Activity =>
Exactly retype the lines below from the one containing "Please indicate the green lawn" through the end of the listing. Leave pictures out.

>>>>>

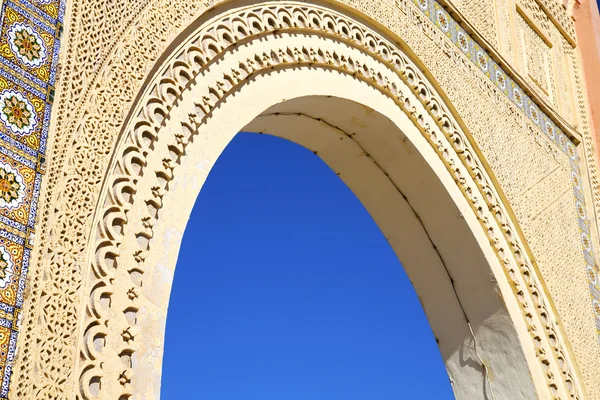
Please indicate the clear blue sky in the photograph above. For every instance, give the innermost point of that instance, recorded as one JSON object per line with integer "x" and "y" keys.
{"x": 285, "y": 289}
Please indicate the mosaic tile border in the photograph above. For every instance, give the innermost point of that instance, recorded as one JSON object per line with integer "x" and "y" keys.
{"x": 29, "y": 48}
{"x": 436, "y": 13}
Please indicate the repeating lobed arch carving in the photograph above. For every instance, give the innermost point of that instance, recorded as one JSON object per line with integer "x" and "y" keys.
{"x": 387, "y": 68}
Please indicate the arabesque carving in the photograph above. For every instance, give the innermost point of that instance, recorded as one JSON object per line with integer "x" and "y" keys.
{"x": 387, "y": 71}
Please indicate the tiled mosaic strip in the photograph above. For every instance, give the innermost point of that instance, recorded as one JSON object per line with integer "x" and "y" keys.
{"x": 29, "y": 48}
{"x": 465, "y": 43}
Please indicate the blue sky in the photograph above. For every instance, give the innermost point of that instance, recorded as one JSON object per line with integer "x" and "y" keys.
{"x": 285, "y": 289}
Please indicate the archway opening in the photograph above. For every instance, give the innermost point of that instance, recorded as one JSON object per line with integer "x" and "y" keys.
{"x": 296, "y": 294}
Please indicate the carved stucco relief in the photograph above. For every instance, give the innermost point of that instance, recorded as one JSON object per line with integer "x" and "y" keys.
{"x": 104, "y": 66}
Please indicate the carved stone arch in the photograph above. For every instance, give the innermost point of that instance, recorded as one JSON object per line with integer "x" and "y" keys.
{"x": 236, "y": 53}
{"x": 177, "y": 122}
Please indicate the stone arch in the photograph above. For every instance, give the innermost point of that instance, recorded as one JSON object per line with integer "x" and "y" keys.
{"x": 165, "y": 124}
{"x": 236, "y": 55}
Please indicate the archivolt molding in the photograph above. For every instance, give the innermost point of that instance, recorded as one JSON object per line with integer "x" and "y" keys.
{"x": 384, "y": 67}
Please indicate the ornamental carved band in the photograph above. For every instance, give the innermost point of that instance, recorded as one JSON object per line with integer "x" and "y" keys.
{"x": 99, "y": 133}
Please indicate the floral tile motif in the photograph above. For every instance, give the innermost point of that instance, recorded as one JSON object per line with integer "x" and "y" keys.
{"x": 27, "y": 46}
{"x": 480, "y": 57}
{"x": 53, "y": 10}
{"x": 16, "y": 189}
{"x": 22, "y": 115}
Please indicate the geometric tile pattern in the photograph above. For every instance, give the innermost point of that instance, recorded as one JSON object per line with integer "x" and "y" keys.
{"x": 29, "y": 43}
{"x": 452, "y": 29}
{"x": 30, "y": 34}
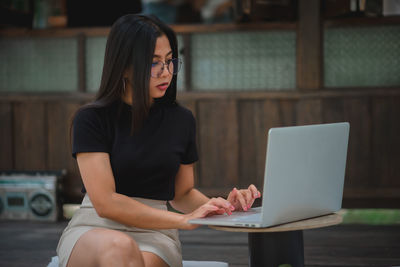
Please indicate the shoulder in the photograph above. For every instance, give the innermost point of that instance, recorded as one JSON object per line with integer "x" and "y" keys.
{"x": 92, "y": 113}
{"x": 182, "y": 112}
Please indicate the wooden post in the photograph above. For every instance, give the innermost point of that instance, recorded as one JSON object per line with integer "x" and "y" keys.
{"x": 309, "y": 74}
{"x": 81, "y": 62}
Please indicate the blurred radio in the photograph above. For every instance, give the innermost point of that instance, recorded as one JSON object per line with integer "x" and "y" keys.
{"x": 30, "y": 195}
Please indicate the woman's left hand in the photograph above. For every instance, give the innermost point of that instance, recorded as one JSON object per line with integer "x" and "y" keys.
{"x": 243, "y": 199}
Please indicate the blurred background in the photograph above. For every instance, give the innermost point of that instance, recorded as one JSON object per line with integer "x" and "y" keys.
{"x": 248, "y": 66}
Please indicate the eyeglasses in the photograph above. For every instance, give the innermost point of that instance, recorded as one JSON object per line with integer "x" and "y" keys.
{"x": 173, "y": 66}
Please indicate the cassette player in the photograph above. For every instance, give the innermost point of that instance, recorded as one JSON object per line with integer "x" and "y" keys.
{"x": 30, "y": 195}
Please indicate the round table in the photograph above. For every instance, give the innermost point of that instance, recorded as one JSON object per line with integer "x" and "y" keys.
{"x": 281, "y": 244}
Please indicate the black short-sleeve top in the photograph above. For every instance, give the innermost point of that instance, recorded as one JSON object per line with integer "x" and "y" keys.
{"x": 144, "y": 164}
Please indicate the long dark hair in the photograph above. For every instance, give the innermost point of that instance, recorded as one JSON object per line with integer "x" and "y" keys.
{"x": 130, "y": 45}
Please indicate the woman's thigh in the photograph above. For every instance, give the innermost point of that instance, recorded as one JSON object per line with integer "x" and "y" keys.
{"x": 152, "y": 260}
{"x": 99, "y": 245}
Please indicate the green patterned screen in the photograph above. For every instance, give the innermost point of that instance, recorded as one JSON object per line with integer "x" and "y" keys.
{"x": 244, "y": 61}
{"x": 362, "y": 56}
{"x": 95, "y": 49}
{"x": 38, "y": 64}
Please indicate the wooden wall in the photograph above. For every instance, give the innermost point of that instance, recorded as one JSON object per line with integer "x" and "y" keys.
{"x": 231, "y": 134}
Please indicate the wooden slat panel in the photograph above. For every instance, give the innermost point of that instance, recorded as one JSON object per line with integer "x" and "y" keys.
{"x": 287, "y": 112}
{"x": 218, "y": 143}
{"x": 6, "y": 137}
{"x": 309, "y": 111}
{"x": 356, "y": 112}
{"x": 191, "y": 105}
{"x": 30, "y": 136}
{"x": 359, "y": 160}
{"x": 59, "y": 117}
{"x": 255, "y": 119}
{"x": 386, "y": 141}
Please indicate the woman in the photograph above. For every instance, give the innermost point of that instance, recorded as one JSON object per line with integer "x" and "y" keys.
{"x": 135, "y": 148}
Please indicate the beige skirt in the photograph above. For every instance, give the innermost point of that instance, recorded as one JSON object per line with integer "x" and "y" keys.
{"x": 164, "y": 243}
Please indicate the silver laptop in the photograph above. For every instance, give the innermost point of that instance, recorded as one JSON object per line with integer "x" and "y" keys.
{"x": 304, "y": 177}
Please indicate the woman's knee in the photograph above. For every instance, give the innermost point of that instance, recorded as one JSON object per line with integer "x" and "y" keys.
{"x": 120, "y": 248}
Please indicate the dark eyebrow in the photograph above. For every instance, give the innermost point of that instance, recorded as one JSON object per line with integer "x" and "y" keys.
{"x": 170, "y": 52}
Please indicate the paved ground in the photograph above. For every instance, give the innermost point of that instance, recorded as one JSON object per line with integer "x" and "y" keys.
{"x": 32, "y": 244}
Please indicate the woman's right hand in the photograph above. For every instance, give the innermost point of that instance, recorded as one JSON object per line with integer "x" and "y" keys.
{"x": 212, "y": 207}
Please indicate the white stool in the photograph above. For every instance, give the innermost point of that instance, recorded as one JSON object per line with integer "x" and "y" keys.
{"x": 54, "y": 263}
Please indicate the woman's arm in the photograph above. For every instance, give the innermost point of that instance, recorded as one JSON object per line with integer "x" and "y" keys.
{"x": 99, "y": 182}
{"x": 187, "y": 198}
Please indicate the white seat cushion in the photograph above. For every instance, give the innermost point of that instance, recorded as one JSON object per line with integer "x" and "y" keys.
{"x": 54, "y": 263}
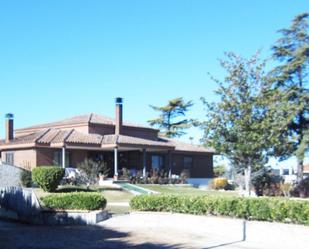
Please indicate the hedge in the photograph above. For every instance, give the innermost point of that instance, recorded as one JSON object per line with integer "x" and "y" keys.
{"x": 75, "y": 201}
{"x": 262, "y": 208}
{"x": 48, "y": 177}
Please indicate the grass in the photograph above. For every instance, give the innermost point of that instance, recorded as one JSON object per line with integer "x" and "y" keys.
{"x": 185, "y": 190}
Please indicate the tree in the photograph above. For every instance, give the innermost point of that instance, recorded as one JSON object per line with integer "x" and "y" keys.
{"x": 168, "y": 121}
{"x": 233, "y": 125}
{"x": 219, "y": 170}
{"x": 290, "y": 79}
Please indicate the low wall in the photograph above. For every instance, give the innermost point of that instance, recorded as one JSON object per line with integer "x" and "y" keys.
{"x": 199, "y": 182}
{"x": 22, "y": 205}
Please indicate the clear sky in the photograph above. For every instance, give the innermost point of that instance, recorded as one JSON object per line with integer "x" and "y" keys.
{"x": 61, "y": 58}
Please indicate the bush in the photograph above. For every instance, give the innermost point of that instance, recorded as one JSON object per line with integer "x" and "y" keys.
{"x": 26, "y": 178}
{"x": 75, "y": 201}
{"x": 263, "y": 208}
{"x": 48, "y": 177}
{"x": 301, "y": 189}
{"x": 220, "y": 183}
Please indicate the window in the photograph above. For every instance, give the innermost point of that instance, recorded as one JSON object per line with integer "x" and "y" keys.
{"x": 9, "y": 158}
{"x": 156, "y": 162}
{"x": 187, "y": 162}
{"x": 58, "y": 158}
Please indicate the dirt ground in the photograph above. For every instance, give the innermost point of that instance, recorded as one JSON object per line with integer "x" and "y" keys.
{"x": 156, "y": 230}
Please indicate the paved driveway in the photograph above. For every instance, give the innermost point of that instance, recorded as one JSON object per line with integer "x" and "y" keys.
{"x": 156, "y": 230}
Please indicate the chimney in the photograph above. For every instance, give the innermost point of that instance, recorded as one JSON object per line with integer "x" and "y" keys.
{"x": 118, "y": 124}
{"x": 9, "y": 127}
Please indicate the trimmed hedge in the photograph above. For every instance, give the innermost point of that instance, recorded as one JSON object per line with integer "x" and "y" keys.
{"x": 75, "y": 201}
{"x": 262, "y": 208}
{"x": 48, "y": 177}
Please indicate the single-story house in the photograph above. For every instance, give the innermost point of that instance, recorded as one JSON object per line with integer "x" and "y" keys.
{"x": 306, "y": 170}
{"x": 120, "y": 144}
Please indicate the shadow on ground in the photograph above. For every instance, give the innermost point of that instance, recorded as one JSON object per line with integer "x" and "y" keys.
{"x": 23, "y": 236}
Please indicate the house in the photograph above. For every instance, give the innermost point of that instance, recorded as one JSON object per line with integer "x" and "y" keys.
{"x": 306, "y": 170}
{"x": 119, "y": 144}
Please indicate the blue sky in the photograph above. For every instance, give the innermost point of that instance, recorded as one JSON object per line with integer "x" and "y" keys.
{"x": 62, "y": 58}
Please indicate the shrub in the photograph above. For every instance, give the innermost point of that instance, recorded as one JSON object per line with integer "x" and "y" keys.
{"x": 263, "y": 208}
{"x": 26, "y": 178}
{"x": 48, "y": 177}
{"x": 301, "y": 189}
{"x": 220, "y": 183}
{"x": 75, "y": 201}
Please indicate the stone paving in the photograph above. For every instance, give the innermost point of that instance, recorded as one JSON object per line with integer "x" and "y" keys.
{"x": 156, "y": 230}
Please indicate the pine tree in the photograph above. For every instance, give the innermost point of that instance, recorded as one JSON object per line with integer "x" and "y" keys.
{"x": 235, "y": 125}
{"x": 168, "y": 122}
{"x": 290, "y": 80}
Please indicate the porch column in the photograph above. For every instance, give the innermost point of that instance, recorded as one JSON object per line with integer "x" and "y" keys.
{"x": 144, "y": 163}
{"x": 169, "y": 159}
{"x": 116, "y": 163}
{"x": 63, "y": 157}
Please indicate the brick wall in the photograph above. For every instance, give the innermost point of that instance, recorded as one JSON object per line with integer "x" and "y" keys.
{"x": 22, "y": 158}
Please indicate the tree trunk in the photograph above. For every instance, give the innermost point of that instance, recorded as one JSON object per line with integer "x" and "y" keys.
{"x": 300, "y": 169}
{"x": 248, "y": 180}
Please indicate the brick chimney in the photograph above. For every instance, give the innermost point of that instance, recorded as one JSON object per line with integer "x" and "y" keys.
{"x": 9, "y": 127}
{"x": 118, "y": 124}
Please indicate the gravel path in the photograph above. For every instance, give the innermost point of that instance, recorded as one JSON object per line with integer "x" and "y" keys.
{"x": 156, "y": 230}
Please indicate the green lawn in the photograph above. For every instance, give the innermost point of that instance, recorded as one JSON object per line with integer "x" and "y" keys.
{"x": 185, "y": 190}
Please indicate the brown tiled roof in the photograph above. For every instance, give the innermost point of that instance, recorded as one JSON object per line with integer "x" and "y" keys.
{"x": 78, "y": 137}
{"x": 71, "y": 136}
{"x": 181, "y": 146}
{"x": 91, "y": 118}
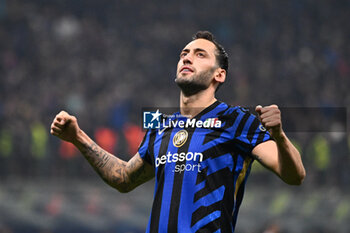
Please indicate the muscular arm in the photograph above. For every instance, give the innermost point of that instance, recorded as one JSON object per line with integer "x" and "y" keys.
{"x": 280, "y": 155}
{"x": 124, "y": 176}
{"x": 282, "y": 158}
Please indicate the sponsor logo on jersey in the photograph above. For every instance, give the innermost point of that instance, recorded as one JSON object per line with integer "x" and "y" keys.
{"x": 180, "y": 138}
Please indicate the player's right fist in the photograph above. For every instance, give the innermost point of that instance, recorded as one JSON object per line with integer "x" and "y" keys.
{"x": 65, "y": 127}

<<<<<

Completed exercise =>
Please indicate the green lawn in the photograph above. For every instance, give the innermost point of that instance, recorded as one JSON object per line with integer "x" and "y" keys.
{"x": 185, "y": 190}
Please indicate the brown tiled roof in the photograph above. For every instance, give the innermost point of that instance, recorded as one JSON object per line with integer "x" and "y" keys.
{"x": 78, "y": 137}
{"x": 71, "y": 136}
{"x": 181, "y": 146}
{"x": 91, "y": 118}
Please indicate the muscular arm in the photograph above. For every instance, give the innermost point of that instance, recorded as one JSON object per line with integer "x" and "y" keys.
{"x": 280, "y": 155}
{"x": 124, "y": 176}
{"x": 282, "y": 158}
Please indicate the sponsor logo on jersey in the photograph above. For every instance, give the innermost point of that instance, recorded as one JSON object per line with integer "x" and "y" keys.
{"x": 180, "y": 138}
Please indicate the player's right fist in the photograph above. For every instance, give the innermost point of that instance, recorded as one JSON object per line with integer "x" and "y" keys.
{"x": 65, "y": 127}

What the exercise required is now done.